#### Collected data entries
______

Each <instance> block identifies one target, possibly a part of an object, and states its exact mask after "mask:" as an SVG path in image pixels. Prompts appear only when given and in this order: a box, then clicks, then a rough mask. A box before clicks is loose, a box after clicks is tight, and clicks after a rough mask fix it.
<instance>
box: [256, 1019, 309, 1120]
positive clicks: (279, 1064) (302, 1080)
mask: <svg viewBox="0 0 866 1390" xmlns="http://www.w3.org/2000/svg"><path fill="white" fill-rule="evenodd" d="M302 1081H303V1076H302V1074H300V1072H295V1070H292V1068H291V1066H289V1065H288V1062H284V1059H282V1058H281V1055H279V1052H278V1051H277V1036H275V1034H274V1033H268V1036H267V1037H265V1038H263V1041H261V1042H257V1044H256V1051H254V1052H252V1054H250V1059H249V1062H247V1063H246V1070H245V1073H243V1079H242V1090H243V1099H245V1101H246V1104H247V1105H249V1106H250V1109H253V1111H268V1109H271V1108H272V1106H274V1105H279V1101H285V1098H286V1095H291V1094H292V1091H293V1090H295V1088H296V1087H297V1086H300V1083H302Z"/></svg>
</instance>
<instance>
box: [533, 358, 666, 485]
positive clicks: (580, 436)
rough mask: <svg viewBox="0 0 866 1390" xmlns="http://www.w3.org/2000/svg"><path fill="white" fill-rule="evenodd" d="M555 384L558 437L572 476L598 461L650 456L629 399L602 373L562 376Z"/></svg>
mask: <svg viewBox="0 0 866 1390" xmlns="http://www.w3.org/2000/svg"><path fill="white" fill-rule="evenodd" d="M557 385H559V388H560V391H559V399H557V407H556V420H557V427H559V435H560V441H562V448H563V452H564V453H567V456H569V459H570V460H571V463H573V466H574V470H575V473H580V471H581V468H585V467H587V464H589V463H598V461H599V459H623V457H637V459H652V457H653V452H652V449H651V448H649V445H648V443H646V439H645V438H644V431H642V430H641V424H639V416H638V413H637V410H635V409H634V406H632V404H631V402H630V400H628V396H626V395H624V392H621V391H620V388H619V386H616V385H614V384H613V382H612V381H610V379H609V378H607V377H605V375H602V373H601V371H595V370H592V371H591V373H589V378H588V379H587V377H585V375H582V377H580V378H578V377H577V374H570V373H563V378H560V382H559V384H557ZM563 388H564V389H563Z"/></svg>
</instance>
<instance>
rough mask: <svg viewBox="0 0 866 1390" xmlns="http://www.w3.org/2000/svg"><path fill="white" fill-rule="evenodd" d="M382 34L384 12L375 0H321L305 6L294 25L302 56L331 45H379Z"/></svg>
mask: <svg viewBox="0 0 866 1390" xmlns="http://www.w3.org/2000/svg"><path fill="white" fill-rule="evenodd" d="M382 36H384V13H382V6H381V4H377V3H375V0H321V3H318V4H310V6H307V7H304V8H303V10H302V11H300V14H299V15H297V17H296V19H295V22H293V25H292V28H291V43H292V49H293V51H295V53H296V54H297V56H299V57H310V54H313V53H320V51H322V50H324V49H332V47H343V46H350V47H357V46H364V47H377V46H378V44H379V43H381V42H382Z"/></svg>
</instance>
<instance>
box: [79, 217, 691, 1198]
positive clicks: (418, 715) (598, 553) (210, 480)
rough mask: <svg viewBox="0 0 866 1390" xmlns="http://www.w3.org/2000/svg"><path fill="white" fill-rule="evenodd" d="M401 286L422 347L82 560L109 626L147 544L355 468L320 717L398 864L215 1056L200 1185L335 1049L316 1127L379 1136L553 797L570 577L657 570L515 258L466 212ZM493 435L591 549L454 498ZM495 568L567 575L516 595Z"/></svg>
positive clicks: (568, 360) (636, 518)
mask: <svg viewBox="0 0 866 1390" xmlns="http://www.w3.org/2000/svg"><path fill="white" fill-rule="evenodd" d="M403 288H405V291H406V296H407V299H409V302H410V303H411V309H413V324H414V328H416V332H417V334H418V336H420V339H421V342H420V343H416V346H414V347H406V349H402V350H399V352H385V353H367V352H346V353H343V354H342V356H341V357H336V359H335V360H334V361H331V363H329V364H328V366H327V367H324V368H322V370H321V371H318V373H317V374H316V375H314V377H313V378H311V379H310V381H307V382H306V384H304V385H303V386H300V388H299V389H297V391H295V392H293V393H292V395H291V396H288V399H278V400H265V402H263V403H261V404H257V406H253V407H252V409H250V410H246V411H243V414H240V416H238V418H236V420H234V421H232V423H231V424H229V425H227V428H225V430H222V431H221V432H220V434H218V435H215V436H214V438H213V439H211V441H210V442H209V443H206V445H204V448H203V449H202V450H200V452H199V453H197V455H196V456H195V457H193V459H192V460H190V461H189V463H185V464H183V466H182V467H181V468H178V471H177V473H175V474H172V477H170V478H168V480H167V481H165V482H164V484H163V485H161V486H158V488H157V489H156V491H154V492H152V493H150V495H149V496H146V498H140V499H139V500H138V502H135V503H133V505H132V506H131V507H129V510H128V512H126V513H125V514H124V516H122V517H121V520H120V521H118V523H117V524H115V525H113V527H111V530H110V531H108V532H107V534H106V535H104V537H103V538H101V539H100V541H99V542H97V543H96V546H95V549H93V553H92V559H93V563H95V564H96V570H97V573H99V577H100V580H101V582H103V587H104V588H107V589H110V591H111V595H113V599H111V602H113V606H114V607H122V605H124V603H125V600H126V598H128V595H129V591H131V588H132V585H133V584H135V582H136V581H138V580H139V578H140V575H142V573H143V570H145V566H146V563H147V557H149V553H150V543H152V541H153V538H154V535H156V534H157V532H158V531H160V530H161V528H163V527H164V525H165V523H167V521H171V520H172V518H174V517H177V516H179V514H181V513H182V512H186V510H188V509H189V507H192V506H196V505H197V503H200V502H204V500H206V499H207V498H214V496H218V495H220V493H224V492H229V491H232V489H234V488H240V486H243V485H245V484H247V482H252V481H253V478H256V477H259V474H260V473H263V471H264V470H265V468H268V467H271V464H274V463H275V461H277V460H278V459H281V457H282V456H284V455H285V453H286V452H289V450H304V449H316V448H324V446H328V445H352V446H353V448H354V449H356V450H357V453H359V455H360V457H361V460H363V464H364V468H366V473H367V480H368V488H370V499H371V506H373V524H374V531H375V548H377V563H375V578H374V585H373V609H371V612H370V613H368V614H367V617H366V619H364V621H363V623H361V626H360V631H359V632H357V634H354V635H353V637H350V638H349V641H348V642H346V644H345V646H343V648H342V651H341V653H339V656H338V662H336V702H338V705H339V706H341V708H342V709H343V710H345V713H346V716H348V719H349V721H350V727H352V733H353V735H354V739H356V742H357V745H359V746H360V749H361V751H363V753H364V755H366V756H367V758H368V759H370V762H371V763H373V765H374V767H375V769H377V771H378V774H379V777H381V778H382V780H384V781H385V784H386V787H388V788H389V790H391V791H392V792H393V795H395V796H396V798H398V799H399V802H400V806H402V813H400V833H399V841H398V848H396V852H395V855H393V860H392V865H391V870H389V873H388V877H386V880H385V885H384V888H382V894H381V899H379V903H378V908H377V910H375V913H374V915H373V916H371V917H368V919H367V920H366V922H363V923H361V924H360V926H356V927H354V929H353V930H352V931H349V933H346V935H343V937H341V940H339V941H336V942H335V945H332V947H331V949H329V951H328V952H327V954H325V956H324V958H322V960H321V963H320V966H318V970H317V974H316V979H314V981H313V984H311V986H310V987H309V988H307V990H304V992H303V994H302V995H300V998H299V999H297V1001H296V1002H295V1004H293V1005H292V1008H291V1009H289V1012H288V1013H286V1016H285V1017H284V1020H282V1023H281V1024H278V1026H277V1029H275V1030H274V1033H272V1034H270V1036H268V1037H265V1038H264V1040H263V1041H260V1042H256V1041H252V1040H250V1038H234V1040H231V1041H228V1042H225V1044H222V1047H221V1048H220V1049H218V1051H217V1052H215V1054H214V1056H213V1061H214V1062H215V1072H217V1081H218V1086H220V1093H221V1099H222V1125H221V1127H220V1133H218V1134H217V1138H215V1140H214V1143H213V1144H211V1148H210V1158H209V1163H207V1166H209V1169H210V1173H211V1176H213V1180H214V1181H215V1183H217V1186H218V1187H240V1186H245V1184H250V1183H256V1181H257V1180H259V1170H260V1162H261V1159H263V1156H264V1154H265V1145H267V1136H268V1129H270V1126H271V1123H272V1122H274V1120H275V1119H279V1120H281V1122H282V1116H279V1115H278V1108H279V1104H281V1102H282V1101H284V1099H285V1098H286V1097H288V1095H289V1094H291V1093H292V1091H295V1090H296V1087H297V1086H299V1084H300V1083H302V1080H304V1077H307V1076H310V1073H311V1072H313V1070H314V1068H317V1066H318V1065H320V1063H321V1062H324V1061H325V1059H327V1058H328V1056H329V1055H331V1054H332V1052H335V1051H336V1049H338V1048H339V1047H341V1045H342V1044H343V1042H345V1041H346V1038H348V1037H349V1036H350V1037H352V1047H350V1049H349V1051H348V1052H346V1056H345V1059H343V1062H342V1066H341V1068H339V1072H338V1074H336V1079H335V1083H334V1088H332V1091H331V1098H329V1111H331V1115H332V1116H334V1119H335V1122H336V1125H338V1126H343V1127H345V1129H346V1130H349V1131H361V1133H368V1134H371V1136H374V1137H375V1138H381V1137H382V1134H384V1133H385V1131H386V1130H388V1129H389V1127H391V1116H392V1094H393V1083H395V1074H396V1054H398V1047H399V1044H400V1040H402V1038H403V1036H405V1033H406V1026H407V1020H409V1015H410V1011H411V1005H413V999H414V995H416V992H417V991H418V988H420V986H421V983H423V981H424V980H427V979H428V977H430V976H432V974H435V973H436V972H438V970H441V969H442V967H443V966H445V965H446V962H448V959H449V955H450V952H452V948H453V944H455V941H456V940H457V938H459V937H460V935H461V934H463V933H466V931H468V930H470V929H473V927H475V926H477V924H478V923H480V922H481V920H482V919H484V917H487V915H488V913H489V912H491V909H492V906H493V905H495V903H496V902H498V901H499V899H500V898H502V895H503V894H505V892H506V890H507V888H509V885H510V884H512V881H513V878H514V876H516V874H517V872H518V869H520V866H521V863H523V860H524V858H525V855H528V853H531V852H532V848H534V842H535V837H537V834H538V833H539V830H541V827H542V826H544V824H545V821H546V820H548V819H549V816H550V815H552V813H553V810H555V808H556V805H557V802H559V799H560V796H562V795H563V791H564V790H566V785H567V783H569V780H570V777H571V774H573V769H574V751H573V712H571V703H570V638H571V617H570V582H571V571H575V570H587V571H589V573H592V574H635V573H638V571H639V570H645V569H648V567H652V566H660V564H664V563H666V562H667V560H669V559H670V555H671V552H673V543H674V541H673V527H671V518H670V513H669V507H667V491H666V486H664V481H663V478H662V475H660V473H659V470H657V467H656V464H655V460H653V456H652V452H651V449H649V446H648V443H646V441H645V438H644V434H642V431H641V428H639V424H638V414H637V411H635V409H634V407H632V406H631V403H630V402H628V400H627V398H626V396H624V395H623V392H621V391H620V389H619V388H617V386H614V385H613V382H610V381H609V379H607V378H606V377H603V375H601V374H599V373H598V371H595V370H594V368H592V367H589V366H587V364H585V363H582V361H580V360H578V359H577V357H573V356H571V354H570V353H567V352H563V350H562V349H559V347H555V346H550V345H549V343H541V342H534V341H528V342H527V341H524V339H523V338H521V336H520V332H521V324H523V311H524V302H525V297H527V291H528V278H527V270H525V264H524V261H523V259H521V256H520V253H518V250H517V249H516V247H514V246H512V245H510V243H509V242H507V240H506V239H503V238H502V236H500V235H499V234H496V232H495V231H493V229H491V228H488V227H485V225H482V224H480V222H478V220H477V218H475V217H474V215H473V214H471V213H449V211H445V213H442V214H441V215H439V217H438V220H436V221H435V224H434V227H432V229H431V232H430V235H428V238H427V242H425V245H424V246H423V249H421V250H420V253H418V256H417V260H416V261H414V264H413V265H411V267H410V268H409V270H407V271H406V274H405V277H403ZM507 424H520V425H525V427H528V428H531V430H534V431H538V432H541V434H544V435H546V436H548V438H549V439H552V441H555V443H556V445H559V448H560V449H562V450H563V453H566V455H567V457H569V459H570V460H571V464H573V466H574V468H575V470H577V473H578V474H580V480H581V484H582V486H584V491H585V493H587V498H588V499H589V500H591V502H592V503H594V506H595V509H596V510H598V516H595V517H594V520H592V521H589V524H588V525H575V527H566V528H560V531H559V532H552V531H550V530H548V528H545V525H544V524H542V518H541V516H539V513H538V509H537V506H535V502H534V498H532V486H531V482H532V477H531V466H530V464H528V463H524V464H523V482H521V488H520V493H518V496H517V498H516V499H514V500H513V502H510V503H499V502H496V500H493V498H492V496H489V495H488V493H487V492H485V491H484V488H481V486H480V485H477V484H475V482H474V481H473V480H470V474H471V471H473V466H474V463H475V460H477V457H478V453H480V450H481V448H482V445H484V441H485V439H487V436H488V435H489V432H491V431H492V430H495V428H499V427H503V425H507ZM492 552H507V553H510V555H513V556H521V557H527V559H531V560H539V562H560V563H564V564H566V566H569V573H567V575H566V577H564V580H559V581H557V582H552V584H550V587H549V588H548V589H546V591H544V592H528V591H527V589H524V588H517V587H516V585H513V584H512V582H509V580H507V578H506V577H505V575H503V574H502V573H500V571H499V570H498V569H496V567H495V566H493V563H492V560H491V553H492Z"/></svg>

______

#### Exercise directions
Up to and including the line that contains "box: [256, 1019, 309, 1120]", restate word for word every line of the entries, starting from the first.

#### Answer to this exercise
Each <instance> block identifies one target, possibly a part of an object, and states its exact mask after "mask:" as an SVG path in image pixels. Prompts appear only when given and in this order: a box, then clicks, then a rough mask. A box before clicks is loose, a box after clicks is tight, and clicks after a rough mask fix it.
<instance>
box: [256, 1019, 309, 1120]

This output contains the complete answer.